1. Technical Field
The relates to a phase-change random access memory (PCRAM) device, and more particularly, to a PCRAM device and a method of manufacturing the same.
2. Related Art
With demands on lower power consumption, next-generation memory devices having nonvolatile and non-refresh properties have been studied. A PCRAM device of the next-generation memory devices includes a switching element connected at intersections of word lines and bit lines, which are arranged to cross each other, a lower electrode electrically connected to the switching element, a phase-change layer formed on the lower electrode, and an upper electrode formed on the phase-change layer.
In a conventional PCRAM device, when a write current flows through the switching element and the lower electrode, Joule heat is generated at an interface between the phase-change layer and the lower electrode. The phase-change layer is phase-changed into an amorphous state or a crystalline state by the generated joule heat. Therefore, the conventional PCRAM device stores data using a difference between resistances in the amorphous state and the crystalline state of the phase-change layer.
However, in the conventional PCRAM device, the Joule heat generated when the write current flows affects a phase-change layer of adjacent cell.
The effect on adjacent cells is generally referred to as thermal disturbance. In recent years, the thermal disturbance has an increased effect on adjacent cells when a semiconductor memory device is highly integrated.
FIGS. 1A and 1B are views illustrating thermal disturbance of a conventional PCRAM device.
As shown in FIGS. 1A and 1B, the conventional PCRAM device includes a lower electrode 10 formed on a switching element (not shown), a phase-change layer 20 formed on the lower electrode 10, and an upper electrode 30 formed on the phase-change layer 20. The reference numeral 40 denotes an insulating layer.
As shown in FIG. 1A, if a cell A is written when cells B are written with data “1”, which is a high resistance state, Joule heat is generated at an interface between the lower electrode 10 and the phase-change layer 20 of the cell A (see FIG. 1B), and thus, phase-change material patterns of amorphous states in the cells B are crystallized. Therefore, resistances of the cells B are reduced.
The thermal disturbance generated in the conventional PCRAM device may cause a malfunction, and thus reliability of the conventional PCRAM device is degraded.

——

**WHAT THE EXERCISE ASKS**: From the text on phase-change memory devices, extract the passage starting at "In a conventional" and ending at "of the phase-change layer.", reproducing it word for word.

——

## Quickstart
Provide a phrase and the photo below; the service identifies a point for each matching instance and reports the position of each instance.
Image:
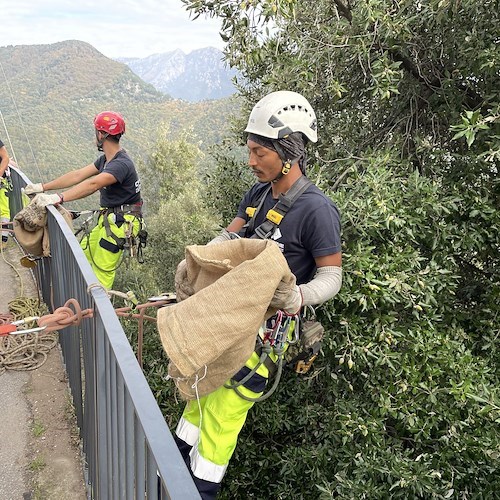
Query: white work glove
(224, 235)
(287, 297)
(33, 189)
(43, 200)
(183, 289)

——

**ANSWER SPACE**:
In a conventional PCRAM device, when a write current flows through the switching element and the lower electrode, Joule heat is generated at an interface between the phase-change layer and the lower electrode. The phase-change layer is phase-changed into an amorphous state or a crystalline state by the generated joule heat. Therefore, the conventional PCRAM device stores data using a difference between resistances in the amorphous state and the crystalline state of the phase-change layer.